* _Source excerpt_:

Bob Dunning: Safeguarding free speech, and easy listening – Davis Enterprise

After issuing a warm Aggie welcome to incoming UC Davis chancellor Gary May from Georgia Tech, interim UCD chancellor Ralph Hexter delivered A message to our campus community about a completely different subject.

Hexter, who has agreed to carry on in his interim role until the new chancellor comes aboard on Aug. 1, begins with the words I have no doubt that the next few years will be ideologically charged ones for many college campuses across the country.

Certainly doesnt take a Ph.D. behind your name to agree with that statement.

As I said at our Fall Convocation, Hexter continues, I cannot recall a moment in my lifetime when the discourse of our national community was more vitriolic and polarized.

Given that I have a few years on the interim chancellor, I can state with authority that his words are correct. We are most definitely sailing in uncharted waters.

Hexter then leaves the national arena to discuss recent polarizing events on the UC Davis campus itself.

Because UC Davis is a public university, he notes, our faculty and duly registered student clubs are allowed to invite speakers with diverse perspectives to share their views and insights with the larger community. Consistent with our legal responsibilities, we do not screen these speakers based on the content of their views.

Many U.S. Supreme Court decisions have rested on that very principle. However, there are still folks out there who wish to ban anything that might hurt their feelings or rupture their eardrums.

Added Hexter, We have for many years received demands from individuals in our community to ban invited speakers whose views they found objectionable, and those demands have recently intensified. (Can you spell Yiannopoulos?)

Again, consistent with our legal responsibilities, grounded in the First Amendment to the Constitution, we do not exercise prior restraint on speech.

Thank heavens for clear thinking in the face of the recent ugliness on campus.

* _Record excerpts_:
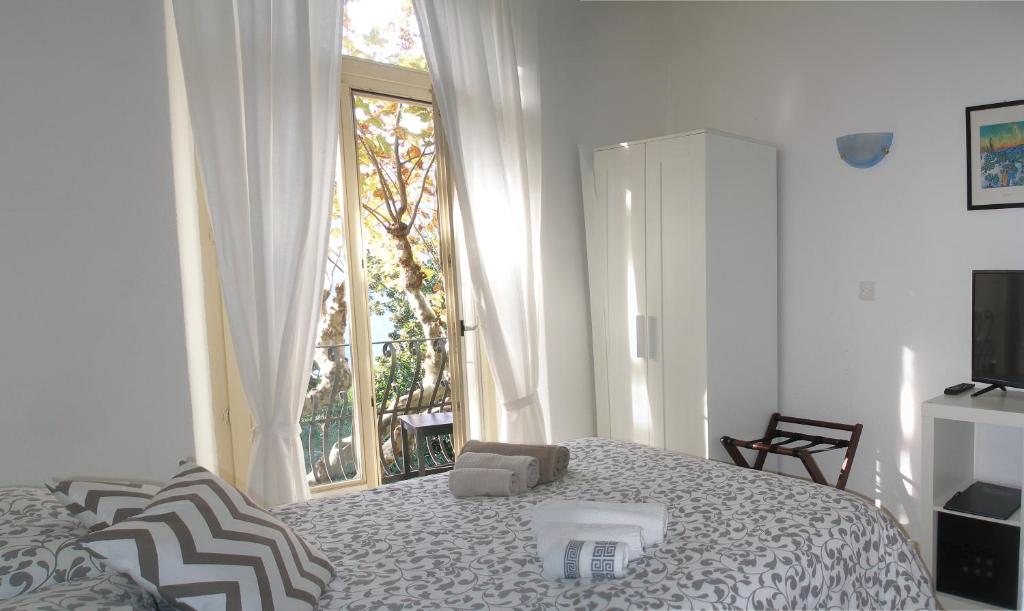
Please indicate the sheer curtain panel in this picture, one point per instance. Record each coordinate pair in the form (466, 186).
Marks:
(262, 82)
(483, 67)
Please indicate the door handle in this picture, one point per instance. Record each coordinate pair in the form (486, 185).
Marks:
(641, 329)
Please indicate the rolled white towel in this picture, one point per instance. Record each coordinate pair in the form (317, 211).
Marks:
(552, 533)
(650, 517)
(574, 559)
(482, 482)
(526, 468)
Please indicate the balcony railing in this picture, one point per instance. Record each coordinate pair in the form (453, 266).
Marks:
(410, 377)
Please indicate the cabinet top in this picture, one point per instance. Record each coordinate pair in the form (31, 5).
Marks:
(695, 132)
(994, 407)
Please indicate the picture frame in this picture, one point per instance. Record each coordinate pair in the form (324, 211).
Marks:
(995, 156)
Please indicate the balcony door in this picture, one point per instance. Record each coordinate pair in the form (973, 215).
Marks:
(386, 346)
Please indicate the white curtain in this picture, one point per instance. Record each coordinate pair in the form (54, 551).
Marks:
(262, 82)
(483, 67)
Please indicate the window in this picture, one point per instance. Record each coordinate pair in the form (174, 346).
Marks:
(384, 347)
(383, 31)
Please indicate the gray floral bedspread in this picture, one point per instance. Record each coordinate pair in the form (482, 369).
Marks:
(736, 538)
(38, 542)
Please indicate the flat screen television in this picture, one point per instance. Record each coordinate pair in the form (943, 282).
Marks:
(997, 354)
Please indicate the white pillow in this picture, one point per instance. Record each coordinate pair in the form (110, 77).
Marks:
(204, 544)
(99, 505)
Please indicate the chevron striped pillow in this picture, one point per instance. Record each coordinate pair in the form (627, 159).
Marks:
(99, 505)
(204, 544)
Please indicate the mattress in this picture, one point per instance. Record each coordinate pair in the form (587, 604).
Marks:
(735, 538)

--

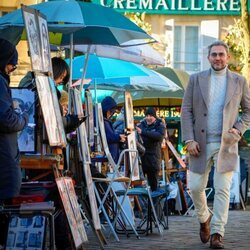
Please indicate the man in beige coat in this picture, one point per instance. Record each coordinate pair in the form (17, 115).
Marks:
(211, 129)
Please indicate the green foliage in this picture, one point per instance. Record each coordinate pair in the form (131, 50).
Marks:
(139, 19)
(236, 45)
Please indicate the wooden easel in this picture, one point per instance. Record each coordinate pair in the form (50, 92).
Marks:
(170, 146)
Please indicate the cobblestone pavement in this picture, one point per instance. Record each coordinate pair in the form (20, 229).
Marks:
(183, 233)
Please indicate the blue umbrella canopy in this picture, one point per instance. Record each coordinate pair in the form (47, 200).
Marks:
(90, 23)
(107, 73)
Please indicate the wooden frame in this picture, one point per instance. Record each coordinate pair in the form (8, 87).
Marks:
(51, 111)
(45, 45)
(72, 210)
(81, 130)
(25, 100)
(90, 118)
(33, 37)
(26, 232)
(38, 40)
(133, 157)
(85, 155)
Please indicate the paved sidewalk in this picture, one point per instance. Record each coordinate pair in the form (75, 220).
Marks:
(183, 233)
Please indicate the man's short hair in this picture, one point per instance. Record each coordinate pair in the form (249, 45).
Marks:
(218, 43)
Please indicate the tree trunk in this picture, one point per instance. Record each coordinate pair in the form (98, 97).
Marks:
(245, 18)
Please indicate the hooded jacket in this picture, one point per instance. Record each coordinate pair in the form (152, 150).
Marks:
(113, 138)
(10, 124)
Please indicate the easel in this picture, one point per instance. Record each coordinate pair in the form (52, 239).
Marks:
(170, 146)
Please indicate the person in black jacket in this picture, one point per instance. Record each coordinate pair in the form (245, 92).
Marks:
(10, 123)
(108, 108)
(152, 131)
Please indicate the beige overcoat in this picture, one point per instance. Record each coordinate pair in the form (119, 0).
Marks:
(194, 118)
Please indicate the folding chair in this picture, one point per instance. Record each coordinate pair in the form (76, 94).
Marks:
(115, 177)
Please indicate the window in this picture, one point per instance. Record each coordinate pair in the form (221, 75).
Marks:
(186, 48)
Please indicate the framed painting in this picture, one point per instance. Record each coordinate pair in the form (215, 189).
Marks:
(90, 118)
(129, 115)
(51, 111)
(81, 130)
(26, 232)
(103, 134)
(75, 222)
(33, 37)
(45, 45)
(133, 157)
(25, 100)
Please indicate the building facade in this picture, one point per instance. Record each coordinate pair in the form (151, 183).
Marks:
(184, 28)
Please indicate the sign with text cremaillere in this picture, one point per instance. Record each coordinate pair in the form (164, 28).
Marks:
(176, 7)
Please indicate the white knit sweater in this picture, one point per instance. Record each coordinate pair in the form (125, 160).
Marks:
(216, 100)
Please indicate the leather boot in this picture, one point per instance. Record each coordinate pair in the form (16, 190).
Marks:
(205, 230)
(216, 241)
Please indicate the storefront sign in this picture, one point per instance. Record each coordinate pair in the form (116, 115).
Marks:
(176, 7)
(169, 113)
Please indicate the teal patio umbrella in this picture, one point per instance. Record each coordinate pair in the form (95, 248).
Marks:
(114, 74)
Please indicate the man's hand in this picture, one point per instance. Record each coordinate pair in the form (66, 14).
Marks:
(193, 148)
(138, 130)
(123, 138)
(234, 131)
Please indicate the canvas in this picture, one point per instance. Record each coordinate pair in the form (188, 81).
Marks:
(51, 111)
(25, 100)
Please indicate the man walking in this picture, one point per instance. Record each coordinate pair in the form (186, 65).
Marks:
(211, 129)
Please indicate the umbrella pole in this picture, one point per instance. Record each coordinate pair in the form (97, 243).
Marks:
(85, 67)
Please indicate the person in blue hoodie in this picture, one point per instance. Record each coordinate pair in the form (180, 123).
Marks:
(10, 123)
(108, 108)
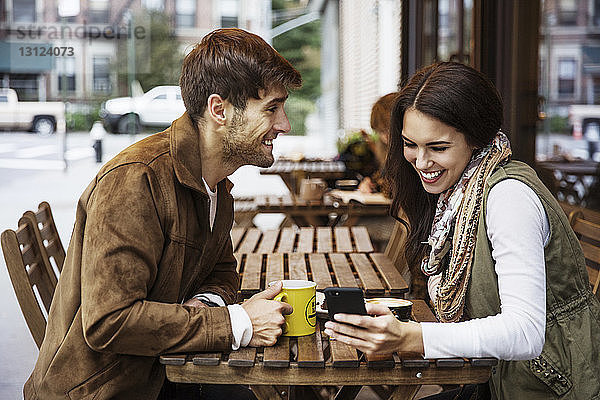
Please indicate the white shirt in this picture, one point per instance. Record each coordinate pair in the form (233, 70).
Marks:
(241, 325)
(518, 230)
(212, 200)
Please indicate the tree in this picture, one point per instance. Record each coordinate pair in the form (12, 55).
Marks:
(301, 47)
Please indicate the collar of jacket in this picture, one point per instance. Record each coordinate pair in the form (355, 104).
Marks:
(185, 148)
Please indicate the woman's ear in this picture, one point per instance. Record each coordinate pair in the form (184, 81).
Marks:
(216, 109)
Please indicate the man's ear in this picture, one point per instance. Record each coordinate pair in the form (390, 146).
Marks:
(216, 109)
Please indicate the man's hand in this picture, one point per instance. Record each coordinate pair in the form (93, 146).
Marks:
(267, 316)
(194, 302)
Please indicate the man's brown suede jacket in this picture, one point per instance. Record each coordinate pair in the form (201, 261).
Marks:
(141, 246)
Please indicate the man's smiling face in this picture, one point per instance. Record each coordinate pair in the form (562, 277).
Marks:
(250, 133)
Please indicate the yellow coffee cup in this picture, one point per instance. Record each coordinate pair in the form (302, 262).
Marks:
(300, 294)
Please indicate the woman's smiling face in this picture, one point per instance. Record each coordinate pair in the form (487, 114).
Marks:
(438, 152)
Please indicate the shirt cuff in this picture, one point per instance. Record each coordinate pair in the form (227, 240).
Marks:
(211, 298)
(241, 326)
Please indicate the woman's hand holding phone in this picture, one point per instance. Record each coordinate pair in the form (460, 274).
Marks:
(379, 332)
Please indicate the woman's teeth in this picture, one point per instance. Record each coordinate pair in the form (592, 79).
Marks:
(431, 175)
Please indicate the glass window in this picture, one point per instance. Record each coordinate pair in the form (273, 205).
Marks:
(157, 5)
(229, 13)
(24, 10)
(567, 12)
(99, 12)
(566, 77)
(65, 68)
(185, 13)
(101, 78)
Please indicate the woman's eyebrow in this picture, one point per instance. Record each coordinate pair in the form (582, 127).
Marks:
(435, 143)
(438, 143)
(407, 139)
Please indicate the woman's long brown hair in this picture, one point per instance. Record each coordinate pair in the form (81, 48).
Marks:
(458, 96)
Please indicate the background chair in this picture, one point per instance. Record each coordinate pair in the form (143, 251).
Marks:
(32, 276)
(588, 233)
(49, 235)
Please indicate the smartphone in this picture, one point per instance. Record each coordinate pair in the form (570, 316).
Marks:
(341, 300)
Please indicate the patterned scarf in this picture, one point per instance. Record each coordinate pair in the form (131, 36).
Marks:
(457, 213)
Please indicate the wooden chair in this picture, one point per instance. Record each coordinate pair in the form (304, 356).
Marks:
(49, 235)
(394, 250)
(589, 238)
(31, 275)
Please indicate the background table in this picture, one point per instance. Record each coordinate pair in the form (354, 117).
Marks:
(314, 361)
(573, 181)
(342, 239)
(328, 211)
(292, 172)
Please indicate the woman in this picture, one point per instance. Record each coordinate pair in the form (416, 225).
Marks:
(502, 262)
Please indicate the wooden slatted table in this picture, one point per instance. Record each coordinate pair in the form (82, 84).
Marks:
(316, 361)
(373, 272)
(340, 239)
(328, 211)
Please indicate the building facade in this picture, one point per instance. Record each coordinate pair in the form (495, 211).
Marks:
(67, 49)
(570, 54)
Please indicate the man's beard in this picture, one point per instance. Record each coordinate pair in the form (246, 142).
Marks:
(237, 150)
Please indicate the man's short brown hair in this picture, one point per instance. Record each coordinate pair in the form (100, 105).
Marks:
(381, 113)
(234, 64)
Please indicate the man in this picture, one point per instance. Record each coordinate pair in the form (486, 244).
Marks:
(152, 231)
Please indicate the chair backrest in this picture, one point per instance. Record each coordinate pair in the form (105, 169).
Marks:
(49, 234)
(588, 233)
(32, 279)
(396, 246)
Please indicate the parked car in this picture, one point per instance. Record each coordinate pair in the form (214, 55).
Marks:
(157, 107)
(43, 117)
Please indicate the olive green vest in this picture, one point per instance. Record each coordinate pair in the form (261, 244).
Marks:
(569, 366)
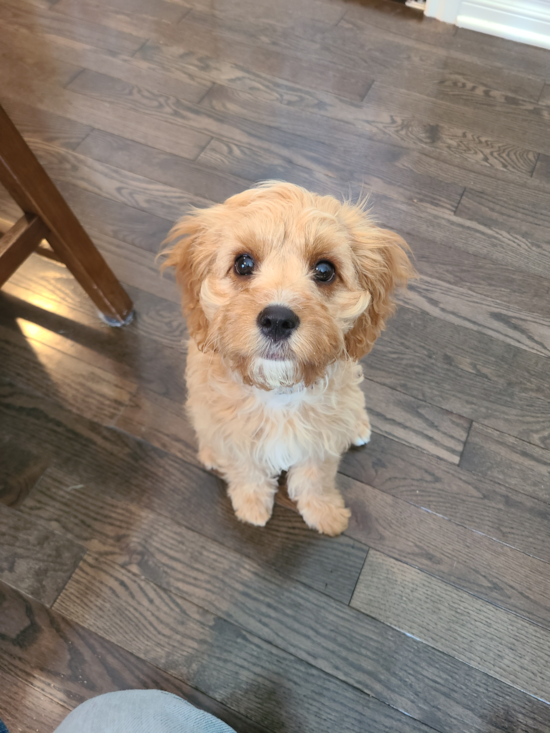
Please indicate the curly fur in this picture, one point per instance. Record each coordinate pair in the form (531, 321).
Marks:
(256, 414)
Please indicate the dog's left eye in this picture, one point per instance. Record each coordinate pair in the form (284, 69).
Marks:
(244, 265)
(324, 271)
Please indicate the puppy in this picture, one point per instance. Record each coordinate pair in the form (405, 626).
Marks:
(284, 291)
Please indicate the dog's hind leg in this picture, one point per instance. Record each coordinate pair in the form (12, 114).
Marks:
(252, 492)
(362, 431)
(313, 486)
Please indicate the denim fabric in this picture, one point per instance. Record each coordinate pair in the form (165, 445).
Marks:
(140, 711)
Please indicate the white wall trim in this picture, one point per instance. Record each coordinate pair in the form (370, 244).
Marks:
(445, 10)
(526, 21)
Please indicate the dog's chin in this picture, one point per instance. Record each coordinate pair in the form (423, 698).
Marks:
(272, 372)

* _Given task 1_: Retype the part of the free speech column starting at "Bob Dunning: Safeguarding" and ending at "completely different subject.".
* _Given task 2_: Gather every line of the entries that contains the string "shirt". Case counts.

* _Output 1_:
Bob Dunning: Safeguarding free speech, and easy listening – Davis Enterprise

After issuing a warm Aggie welcome to incoming UC Davis chancellor Gary May from Georgia Tech, interim UCD chancellor Ralph Hexter delivered A message to our campus community about a completely different subject.

* _Output 2_:
Please indicate the white shirt in this picture, one point per instance. Record each coordinate pair in the form (233, 70).
Please indicate the shirt cuff in this picture, one point per instance. Record each coordinate pair in the form (227, 240).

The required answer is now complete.